## BEGIN
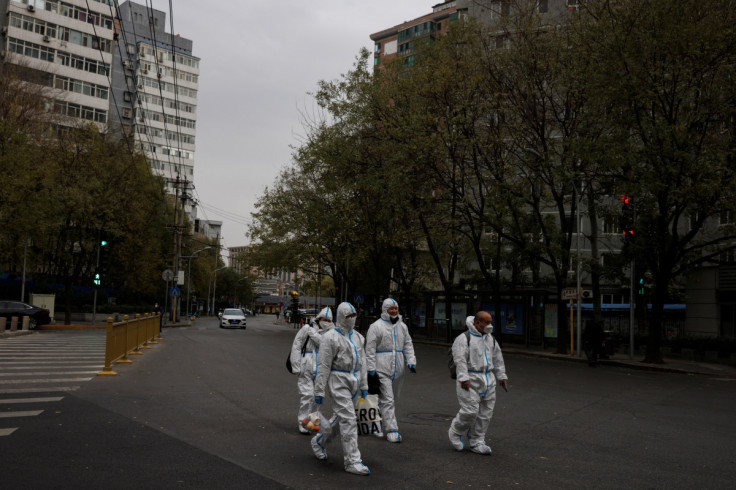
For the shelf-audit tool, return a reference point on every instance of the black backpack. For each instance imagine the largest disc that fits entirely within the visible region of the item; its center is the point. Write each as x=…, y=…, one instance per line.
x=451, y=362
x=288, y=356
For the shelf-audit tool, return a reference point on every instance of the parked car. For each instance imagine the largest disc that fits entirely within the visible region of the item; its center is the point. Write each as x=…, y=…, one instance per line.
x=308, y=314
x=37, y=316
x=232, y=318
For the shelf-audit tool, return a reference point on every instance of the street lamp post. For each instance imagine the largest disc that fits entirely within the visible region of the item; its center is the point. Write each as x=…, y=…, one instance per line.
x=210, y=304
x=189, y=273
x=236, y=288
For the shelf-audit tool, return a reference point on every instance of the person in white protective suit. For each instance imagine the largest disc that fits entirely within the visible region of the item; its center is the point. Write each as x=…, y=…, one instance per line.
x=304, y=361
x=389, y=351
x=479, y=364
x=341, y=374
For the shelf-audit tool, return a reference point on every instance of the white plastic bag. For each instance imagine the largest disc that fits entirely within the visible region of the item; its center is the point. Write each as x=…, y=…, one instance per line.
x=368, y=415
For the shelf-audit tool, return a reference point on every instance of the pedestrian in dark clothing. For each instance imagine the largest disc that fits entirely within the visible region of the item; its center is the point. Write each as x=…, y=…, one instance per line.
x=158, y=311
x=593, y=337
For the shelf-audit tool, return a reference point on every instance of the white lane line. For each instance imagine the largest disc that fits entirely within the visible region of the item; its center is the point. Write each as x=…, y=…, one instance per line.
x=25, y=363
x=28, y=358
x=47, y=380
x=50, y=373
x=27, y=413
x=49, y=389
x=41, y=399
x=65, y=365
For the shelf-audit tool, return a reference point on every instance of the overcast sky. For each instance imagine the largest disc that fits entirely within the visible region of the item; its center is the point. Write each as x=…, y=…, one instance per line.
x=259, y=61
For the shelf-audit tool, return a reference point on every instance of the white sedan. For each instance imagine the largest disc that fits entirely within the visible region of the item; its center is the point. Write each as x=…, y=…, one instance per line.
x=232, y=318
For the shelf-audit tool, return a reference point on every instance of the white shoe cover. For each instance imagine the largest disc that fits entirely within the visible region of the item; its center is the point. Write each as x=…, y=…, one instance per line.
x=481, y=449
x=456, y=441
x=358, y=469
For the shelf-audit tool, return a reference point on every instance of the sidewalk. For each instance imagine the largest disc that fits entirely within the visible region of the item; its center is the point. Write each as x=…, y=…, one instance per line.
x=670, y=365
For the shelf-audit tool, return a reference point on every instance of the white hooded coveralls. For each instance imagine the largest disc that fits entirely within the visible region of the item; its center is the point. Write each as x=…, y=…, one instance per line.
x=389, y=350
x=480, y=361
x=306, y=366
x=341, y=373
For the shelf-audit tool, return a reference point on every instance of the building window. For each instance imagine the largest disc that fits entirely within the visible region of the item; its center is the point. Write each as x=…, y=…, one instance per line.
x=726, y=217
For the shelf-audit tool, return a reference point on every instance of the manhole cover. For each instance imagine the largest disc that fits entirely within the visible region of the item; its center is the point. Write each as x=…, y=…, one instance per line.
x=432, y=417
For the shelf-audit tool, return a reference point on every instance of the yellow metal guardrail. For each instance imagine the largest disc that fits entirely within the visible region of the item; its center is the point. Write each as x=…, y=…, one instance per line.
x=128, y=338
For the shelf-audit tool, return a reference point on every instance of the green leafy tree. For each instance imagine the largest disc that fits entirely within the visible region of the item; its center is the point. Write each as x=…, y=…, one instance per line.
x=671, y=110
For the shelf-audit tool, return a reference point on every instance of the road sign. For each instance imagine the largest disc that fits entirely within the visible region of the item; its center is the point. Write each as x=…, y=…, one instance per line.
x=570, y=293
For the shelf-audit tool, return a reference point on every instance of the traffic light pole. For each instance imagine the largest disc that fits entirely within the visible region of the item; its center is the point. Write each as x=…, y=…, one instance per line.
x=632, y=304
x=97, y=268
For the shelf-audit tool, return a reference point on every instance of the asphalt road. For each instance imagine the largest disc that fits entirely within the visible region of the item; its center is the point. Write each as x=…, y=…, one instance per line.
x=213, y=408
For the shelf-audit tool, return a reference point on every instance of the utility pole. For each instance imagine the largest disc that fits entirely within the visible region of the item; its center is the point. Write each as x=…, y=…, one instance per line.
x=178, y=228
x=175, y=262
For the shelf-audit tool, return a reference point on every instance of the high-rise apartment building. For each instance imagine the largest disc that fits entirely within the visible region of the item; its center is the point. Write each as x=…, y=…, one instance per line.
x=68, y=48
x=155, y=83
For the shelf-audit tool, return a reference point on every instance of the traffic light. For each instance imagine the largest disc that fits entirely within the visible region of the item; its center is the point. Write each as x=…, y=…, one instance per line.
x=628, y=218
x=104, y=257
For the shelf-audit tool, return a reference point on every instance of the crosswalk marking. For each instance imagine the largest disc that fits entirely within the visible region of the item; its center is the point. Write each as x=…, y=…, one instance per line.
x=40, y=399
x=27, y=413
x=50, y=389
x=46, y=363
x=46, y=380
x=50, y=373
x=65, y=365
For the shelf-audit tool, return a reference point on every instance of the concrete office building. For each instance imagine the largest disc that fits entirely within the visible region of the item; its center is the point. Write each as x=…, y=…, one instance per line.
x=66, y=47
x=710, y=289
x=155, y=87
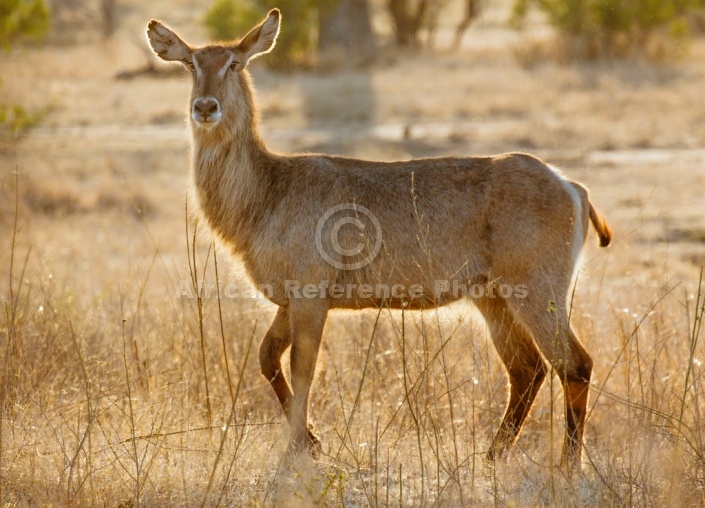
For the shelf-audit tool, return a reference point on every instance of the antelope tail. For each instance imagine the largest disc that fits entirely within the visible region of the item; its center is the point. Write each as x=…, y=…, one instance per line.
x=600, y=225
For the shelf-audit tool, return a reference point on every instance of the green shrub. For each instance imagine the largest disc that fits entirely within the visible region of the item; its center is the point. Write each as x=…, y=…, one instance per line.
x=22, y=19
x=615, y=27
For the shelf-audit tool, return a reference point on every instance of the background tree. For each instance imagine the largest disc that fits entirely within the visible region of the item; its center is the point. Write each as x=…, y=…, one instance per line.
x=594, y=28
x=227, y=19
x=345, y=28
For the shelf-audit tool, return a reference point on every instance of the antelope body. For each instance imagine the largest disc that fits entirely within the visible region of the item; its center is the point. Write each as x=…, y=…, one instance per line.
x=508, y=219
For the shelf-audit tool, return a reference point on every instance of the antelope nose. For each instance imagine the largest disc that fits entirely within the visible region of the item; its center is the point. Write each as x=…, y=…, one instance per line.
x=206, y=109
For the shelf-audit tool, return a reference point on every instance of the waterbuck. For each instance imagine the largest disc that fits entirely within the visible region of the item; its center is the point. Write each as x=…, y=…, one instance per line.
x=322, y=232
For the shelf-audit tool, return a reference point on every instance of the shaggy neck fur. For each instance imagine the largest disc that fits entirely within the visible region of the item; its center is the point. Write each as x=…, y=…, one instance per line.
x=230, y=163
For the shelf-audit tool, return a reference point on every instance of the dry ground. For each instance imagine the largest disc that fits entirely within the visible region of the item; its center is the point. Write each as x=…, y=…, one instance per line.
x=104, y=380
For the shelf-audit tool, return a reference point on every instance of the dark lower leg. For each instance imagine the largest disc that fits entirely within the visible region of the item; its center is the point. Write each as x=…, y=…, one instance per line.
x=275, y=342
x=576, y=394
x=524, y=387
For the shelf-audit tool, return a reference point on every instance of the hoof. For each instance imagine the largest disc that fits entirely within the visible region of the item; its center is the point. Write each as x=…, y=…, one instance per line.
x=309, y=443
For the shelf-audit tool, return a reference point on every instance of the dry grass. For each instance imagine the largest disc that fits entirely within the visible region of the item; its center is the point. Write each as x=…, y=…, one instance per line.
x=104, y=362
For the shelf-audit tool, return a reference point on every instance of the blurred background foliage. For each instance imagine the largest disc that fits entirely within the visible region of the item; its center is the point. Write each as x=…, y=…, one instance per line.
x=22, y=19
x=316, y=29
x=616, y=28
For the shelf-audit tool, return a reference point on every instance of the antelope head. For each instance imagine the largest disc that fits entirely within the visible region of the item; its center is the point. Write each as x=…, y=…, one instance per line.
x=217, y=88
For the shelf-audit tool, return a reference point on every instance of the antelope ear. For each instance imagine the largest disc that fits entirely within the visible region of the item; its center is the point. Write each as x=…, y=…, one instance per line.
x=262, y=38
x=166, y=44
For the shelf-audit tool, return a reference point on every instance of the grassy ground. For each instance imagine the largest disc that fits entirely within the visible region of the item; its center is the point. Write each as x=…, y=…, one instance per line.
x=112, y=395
## END
Format the stretch of the records from the line containing "of the sidewalk." through the line containing "x=570, y=293", both ends included, as a Markdown table with the columns Row and Line. Number each row and leave out blank lines.

| Row | Line |
|---|---|
| 1 | For the shelf-audit tool, return a reference point on every instance of the sidewalk. For each instance imagine the largest disc that fits entirely within the visible region of the item; its center is the point. Write each as x=…, y=…, one instance per line. |
| 2 | x=670, y=365 |
| 3 | For the shelf-audit tool, return a reference point on every instance of the white hooded coveralls. For each instance imagine the largest disc that fits entirely within the visible region of the item; its center is the point. Write each as x=…, y=…, one instance per line. |
| 4 | x=389, y=350 |
| 5 | x=480, y=361 |
| 6 | x=306, y=366 |
| 7 | x=341, y=373 |
| 8 | For the shelf-audit tool, return a reference point on every instance of the building window. For each instance imagine the largest disc that fits entirely within the visible region of the item; its center is the point. Write each as x=…, y=…, one instance per line. |
| 9 | x=726, y=217 |
| 10 | For the shelf-audit tool, return a reference point on every instance of the manhole cover. For each instance imagine the largest disc that fits entirely within the visible region of the item; its center is the point. Write each as x=…, y=…, one instance per line. |
| 11 | x=432, y=417 |
| 12 | For the shelf-audit tool, return a reference point on every instance of the yellow metal guardrail. For each instance imagine the largest disc that fits entirely within the visible region of the item; its center is the point. Write each as x=…, y=…, one instance per line. |
| 13 | x=128, y=338 |
| 14 | For the shelf-audit tool, return a reference point on every instance of the green leafy tree. For each instance imagine the largest disc that fits entirely within the visible region of the item; its center is the point. Write each as x=…, y=…, one instance per line. |
| 15 | x=671, y=110 |
| 16 | For the shelf-audit tool, return a reference point on every instance of the road sign. For each instance imagine the largest disc that fits entirely within the visible region of the item; its center is the point. Write each as x=…, y=…, one instance per line. |
| 17 | x=570, y=293 |